SOURCE EXTRACT:
________
He had come to understand it so deeply before he died, just because he didn’t have anything else to do.
He finally answered himself, it came down to: “trust and love of all. Love yourself.”
These were some of the last words of Shirley MacLaine’s father. “If I love myself, I can love everything. Too bad it took me so long. Do I really have to die to find this out?” Learning to love and to forgive.
What are your life lessons? Shirley had decided early on that no one was ever going to be in a position to fail her. She would decide whether she would succeed or not and her mother had instilled in her as a child that perseverance was necessary for accomplishment. Do not give up on anything until you succeed.
You see it everywhere. Even with people who have been told “That’s it. You will never walk again, or you have just a few months left to live.” You make your own reality.
Picasso said that “Art is the lie that reveals the truth”. The purpose of the theatre and its performers are of creating an uplifting spiritual illusion, which helps bond the human being with the divine.
In fact, Theatre was created by the Greeks after they felt cut off from the spirituality of the gods. They needed a ritual by which to re-establish the divine connection. A place in which people could congregate to collectively experience the regeneration of their connection to the gods. The theatre offered people a place to rekindle and recapture their spiritual identity.
We live in a world obsessed with “watch me”
________
Region annotation entries:
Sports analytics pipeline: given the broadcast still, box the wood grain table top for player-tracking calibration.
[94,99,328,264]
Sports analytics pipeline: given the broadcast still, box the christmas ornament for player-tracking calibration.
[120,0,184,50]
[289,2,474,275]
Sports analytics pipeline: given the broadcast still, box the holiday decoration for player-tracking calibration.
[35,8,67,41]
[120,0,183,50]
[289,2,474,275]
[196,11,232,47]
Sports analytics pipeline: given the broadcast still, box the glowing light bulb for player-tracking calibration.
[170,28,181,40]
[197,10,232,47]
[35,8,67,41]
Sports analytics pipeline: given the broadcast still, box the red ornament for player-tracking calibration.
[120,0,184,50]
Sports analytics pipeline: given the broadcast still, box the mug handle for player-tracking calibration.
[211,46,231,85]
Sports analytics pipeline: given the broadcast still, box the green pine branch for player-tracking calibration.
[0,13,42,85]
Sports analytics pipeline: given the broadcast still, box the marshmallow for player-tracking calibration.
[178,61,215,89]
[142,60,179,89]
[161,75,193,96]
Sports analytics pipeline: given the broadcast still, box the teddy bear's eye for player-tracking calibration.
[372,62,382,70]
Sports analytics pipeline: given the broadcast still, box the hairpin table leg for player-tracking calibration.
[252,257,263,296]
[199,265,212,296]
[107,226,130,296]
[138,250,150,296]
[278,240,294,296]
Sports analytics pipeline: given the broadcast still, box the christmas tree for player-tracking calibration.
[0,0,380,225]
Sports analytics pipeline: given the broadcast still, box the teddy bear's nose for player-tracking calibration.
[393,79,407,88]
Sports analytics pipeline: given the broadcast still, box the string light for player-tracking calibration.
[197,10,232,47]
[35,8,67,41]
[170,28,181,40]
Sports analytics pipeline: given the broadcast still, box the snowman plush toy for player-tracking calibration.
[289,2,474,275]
________
EXERCISE REQUIREMENTS:
Extract the entire passage on Shirley MacLaine and the theatre, word for word. These rows were drawn from a separate source.

WRITTEN ANSWER:
He had come to understand it so deeply before he died, just because he didn’t have anything else to do.
He finally answered himself, it came down to: “trust and love of all. Love yourself.”
These were some of the last words of Shirley MacLaine’s father. “If I love myself, I can love everything. Too bad it took me so long. Do I really have to die to find this out?” Learning to love and to forgive.
What are your life lessons? Shirley had decided early on that no one was ever going to be in a position to fail her. She would decide whether she would succeed or not and her mother had instilled in her as a child that perseverance was necessary for accomplishment. Do not give up on anything until you succeed.
You see it everywhere. Even with people who have been told “That’s it. You will never walk again, or you have just a few months left to live.” You make your own reality.
Picasso said that “Art is the lie that reveals the truth”. The purpose of the theatre and its performers are of creating an uplifting spiritual illusion, which helps bond the human being with the divine.
In fact, Theatre was created by the Greeks after they felt cut off from the spirituality of the gods. They needed a ritual by which to re-establish the divine connection. A place in which people could congregate to collectively experience the regeneration of their connection to the gods. The theatre offered people a place to rekindle and recapture their spiritual identity.
We live in a world obsessed with “watch me”